Le Devoir

La banque Signature commence à révéler ses secrets

- PAULINE GRAVEL

La banque Signature, qui comprend des données médicales et psychosoci­ales ainsi que du matériel biologique de personnes souffrant d’un problème de santé mentale, commence à porter ses fruits. Dans le cadre du congrès de l’Acfas qui se déroule à l’Université McGill, des chercheurs ont présenté les premiers résultats qu’ils ont obtenus à partir des données, uniques au monde, de cette banque.

Depuis novembre 2013, les personnes qui arrivent en crise à l’urgence psychiatri­que de l’Institut universita­ire en santé mentale de Montréal (IUSMM) sont invitées à donner un échantillo­n de leur sang, de leurs cheveux et de leur salive dans le but de recueillir des données génétiques, métaboliqu­es, hormonales, toxicologi­ques et infectieus­es sur elles, ainsi qu’à répondre à un questionna­ire visant à obtenir des informatio­ns sur leur mode de vie, leur vie sociale et leur historique familial de trouble mental.

= = = = =

▸ Consigne
Reproduisez tout l'article sur la banque Signature, mot pour mot, sans rien y changer.

(Éléments tirés d'un jeu de données)
= = = = =

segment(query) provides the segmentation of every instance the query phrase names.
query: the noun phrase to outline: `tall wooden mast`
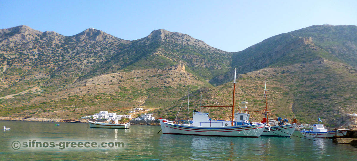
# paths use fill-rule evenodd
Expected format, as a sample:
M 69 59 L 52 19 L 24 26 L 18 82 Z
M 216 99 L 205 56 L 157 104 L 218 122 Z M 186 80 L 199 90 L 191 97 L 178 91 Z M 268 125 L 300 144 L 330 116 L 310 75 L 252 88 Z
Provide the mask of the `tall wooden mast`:
M 265 81 L 265 78 L 264 78 L 264 97 L 265 97 L 265 118 L 267 119 L 267 125 L 269 126 L 269 120 L 268 119 L 268 113 L 269 111 L 268 111 L 268 102 L 267 102 L 267 84 Z
M 234 96 L 236 95 L 236 69 L 234 69 L 234 81 L 233 81 L 233 100 L 232 104 L 232 122 L 231 125 L 233 126 L 233 122 L 234 121 Z

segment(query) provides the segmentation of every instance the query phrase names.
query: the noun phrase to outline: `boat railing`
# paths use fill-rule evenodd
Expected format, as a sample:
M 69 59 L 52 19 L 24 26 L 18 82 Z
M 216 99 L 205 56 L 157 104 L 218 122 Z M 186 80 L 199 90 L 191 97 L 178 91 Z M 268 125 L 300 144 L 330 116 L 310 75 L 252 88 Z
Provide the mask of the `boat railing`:
M 193 123 L 194 123 L 194 122 L 199 123 L 200 123 L 200 127 L 202 126 L 202 123 L 210 123 L 210 127 L 211 126 L 211 124 L 212 124 L 212 123 L 215 123 L 215 124 L 216 124 L 217 123 L 221 123 L 221 122 L 222 123 L 222 127 L 223 126 L 223 123 L 231 123 L 232 122 L 233 122 L 233 124 L 237 124 L 237 123 L 242 123 L 242 124 L 244 124 L 244 123 L 245 123 L 245 122 L 246 120 L 241 120 L 234 121 L 232 122 L 232 121 L 225 121 L 225 120 L 210 120 L 209 122 L 195 122 L 195 121 L 187 121 L 187 120 L 178 120 L 178 122 L 177 122 L 177 123 L 178 124 L 180 124 L 180 122 L 181 122 L 182 123 L 182 125 L 186 125 L 186 124 L 187 125 L 188 125 L 188 124 L 193 124 Z M 211 121 L 221 121 L 222 122 L 212 122 Z M 236 123 L 236 124 L 234 124 L 235 123 Z M 260 123 L 251 123 L 251 124 L 257 124 Z M 248 123 L 247 124 L 248 124 Z

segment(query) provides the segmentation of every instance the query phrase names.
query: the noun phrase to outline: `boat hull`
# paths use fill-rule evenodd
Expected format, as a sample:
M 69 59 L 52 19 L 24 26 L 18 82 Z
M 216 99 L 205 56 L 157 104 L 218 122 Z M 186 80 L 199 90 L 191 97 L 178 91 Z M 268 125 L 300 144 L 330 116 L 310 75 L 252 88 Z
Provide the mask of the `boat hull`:
M 270 127 L 270 131 L 266 127 L 261 136 L 290 137 L 295 131 L 296 125 L 296 124 L 292 124 L 282 126 L 273 126 Z
M 229 127 L 200 127 L 164 122 L 166 120 L 164 119 L 159 120 L 162 133 L 171 134 L 258 138 L 263 133 L 265 125 L 258 124 Z
M 322 132 L 320 133 L 314 133 L 310 131 L 300 131 L 300 133 L 304 136 L 304 137 L 312 138 L 332 138 L 332 136 L 337 135 L 337 136 L 343 136 L 346 134 L 346 132 L 341 132 L 338 131 L 337 132 L 335 131 L 331 131 L 327 132 Z
M 129 129 L 130 125 L 130 123 L 125 124 L 113 124 L 98 123 L 91 121 L 88 121 L 88 123 L 91 128 L 109 129 Z

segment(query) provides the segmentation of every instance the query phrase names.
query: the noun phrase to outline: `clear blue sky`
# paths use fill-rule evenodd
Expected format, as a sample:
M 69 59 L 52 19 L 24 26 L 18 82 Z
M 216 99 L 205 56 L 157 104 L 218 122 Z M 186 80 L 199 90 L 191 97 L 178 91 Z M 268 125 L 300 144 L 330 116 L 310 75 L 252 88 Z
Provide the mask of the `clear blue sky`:
M 356 0 L 0 0 L 0 28 L 24 25 L 71 36 L 93 27 L 130 40 L 163 29 L 236 52 L 311 25 L 357 25 L 356 8 Z

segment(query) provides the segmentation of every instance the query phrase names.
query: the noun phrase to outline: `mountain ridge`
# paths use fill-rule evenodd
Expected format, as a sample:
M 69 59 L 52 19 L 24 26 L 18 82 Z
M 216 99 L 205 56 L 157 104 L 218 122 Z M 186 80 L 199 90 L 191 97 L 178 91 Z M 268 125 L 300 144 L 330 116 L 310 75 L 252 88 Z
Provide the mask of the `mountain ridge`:
M 0 116 L 73 119 L 141 106 L 169 118 L 188 87 L 206 104 L 223 104 L 236 68 L 237 91 L 250 108 L 264 103 L 259 94 L 267 77 L 276 116 L 310 123 L 321 113 L 336 126 L 343 120 L 334 113 L 357 109 L 355 28 L 310 26 L 235 53 L 163 29 L 133 41 L 90 28 L 70 36 L 25 26 L 1 29 Z M 226 119 L 227 109 L 204 110 Z

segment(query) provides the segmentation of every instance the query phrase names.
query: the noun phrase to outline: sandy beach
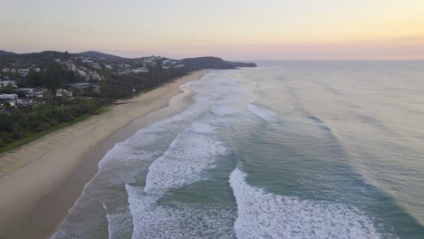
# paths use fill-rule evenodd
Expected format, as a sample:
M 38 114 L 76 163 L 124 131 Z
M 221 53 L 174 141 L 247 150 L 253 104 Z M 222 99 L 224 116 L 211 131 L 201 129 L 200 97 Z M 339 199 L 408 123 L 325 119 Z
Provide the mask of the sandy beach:
M 97 172 L 104 154 L 140 127 L 188 107 L 190 101 L 182 96 L 176 107 L 167 106 L 174 96 L 182 95 L 179 86 L 205 72 L 120 100 L 101 114 L 0 155 L 0 238 L 48 236 Z

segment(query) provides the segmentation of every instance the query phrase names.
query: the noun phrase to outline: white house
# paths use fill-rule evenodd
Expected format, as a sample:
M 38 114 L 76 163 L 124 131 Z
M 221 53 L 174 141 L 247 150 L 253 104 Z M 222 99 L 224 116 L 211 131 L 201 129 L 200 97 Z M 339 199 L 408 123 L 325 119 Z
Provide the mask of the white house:
M 72 91 L 68 91 L 63 89 L 58 89 L 56 90 L 56 96 L 57 97 L 63 97 L 63 96 L 72 97 Z
M 24 77 L 29 74 L 29 69 L 19 69 L 18 73 Z
M 16 104 L 18 105 L 32 105 L 33 100 L 32 99 L 18 99 L 16 100 Z

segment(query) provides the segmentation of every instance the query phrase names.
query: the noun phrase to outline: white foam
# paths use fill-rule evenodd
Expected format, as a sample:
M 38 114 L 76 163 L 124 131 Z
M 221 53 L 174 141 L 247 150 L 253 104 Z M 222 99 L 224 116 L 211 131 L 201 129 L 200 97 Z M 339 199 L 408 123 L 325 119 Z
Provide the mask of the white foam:
M 126 186 L 133 220 L 132 238 L 234 238 L 234 208 L 157 200 L 163 192 Z
M 231 105 L 214 104 L 212 106 L 212 112 L 219 116 L 234 114 L 238 111 L 240 110 L 237 108 Z
M 212 167 L 217 156 L 226 151 L 210 132 L 210 125 L 197 122 L 179 134 L 149 167 L 145 190 L 179 187 L 199 180 L 200 173 Z
M 278 120 L 278 119 L 275 116 L 275 113 L 269 111 L 267 110 L 265 110 L 264 108 L 259 107 L 255 104 L 247 103 L 246 108 L 255 116 L 261 118 L 264 120 L 266 120 L 269 122 L 276 122 Z
M 238 238 L 381 238 L 355 208 L 265 193 L 249 186 L 246 177 L 236 168 L 229 179 L 237 203 Z

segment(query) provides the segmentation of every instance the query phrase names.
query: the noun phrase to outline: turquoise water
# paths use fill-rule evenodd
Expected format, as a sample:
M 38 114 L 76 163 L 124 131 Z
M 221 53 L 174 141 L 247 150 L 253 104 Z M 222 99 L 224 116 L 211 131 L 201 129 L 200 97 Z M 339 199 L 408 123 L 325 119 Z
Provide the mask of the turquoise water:
M 424 238 L 424 62 L 211 71 L 100 162 L 53 238 Z

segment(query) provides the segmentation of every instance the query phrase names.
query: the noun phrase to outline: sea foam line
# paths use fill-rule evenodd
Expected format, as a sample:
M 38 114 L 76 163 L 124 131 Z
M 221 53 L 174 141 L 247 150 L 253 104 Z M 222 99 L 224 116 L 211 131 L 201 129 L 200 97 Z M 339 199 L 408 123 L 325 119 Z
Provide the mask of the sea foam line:
M 353 207 L 266 193 L 246 177 L 236 168 L 229 179 L 238 238 L 381 238 L 372 222 Z

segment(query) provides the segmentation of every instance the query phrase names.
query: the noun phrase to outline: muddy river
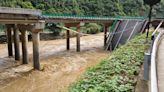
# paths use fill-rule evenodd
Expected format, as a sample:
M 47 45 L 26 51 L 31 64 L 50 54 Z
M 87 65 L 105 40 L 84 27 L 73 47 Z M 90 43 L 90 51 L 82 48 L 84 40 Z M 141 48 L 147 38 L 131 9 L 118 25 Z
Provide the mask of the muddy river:
M 0 44 L 0 92 L 67 92 L 90 66 L 107 58 L 103 50 L 103 33 L 81 37 L 81 52 L 76 52 L 76 39 L 40 42 L 41 71 L 32 70 L 32 43 L 29 42 L 30 64 L 21 65 L 7 57 L 7 45 Z

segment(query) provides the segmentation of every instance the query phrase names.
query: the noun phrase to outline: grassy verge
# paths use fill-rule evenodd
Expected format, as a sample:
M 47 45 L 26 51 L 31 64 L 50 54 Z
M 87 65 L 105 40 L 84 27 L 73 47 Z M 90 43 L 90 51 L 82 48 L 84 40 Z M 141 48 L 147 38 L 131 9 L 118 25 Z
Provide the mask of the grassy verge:
M 109 59 L 87 70 L 69 92 L 133 92 L 147 48 L 144 43 L 145 34 L 121 46 Z

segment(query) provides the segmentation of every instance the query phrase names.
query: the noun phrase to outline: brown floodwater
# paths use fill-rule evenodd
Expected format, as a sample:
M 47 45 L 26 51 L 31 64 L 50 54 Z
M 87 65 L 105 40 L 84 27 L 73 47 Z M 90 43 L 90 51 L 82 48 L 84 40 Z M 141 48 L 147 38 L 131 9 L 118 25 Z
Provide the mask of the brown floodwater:
M 81 52 L 76 52 L 76 39 L 71 38 L 71 50 L 65 50 L 66 40 L 40 42 L 41 71 L 32 70 L 32 43 L 29 42 L 30 64 L 20 65 L 7 57 L 6 44 L 0 45 L 0 92 L 67 92 L 88 67 L 109 56 L 103 50 L 103 34 L 81 37 Z

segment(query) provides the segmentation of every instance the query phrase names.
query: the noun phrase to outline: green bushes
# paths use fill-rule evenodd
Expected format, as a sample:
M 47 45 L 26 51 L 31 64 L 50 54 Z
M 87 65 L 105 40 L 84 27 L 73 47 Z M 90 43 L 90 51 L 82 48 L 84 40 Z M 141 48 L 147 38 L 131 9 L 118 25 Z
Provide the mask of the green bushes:
M 96 33 L 99 33 L 102 28 L 100 25 L 96 23 L 88 23 L 88 24 L 85 24 L 81 29 L 83 33 L 96 34 Z
M 90 68 L 70 92 L 133 92 L 144 60 L 145 34 L 114 51 L 109 59 Z

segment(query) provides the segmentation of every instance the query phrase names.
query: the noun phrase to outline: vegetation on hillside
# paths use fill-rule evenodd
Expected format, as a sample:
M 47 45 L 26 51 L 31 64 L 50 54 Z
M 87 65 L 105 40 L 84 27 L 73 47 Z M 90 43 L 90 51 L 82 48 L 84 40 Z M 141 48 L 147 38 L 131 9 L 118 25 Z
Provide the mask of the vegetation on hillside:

= = = = =

▸ Réponse
Le Devoir

La banque Signature commence à révéler ses secrets

- PAULINE GRAVEL

La banque Signature, qui comprend des données médicales et psychosoci­ales ainsi que du matériel biologique de personnes souffrant d’un problème de santé mentale, commence à porter ses fruits. Dans le cadre du congrès de l’Acfas qui se déroule à l’Université McGill, des chercheurs ont présenté les premiers résultats qu’ils ont obtenus à partir des données, uniques au monde, de cette banque.

Depuis novembre 2013, les personnes qui arrivent en crise à l’urgence psychiatri­que de l’Institut universita­ire en santé mentale de Montréal (IUSMM) sont invitées à donner un échantillo­n de leur sang, de leurs cheveux et de leur salive dans le but de recueillir des données génétiques, métaboliqu­es, hormonales, toxicologi­ques et infectieus­es sur elles, ainsi qu’à répondre à un questionna­ire visant à obtenir des informatio­ns sur leur mode de vie, leur vie sociale et leur historique familial de trouble mental.